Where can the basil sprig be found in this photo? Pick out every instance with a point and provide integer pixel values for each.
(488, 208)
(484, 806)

--

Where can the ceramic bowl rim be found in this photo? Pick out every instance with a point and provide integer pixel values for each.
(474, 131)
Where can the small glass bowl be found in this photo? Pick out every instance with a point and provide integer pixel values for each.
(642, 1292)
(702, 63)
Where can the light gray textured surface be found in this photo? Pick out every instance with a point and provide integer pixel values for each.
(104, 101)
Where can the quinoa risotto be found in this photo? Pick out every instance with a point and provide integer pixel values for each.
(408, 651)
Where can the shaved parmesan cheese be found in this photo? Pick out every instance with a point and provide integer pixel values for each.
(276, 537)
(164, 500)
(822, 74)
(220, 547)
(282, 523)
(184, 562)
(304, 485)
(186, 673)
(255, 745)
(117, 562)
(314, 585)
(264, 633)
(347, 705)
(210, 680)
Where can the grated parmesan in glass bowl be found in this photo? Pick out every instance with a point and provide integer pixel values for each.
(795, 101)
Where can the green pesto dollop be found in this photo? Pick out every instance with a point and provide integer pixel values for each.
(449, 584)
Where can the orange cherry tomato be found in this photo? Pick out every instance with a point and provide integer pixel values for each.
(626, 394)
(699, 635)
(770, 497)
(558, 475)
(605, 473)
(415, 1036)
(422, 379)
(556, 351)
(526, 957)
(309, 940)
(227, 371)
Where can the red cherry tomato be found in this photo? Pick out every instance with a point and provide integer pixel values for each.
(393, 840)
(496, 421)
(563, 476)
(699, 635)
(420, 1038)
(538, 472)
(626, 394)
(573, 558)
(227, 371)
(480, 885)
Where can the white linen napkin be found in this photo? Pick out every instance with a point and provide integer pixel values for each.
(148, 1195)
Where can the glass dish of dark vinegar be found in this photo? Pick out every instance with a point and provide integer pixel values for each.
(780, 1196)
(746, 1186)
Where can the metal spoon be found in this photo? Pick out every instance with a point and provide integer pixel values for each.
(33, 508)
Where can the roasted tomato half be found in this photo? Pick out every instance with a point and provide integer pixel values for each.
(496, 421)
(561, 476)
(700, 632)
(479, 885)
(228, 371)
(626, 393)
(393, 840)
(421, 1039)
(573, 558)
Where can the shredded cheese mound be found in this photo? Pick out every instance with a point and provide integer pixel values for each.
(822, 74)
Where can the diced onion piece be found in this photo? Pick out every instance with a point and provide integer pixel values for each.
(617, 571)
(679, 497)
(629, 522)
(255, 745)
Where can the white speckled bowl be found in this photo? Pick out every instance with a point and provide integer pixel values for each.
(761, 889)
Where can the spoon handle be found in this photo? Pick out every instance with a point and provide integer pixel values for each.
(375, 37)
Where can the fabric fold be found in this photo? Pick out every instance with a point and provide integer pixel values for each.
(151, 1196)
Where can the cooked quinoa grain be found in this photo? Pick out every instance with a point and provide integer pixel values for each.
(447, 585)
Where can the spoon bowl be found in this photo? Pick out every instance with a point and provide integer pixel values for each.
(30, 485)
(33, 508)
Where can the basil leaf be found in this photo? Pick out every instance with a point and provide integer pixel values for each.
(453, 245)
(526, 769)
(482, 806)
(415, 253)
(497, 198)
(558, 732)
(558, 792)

= Exercise directions =
Collect every line of the records above that contains the word "basil", copying each one in full.

= Expected output =
Where can the basil sprig be found in this photo? Pick out every instance with a point and provide integer pixel values for each.
Where can the basil leaf be found in this photo? Pick out every instance with a point and provide integer pixel values for each.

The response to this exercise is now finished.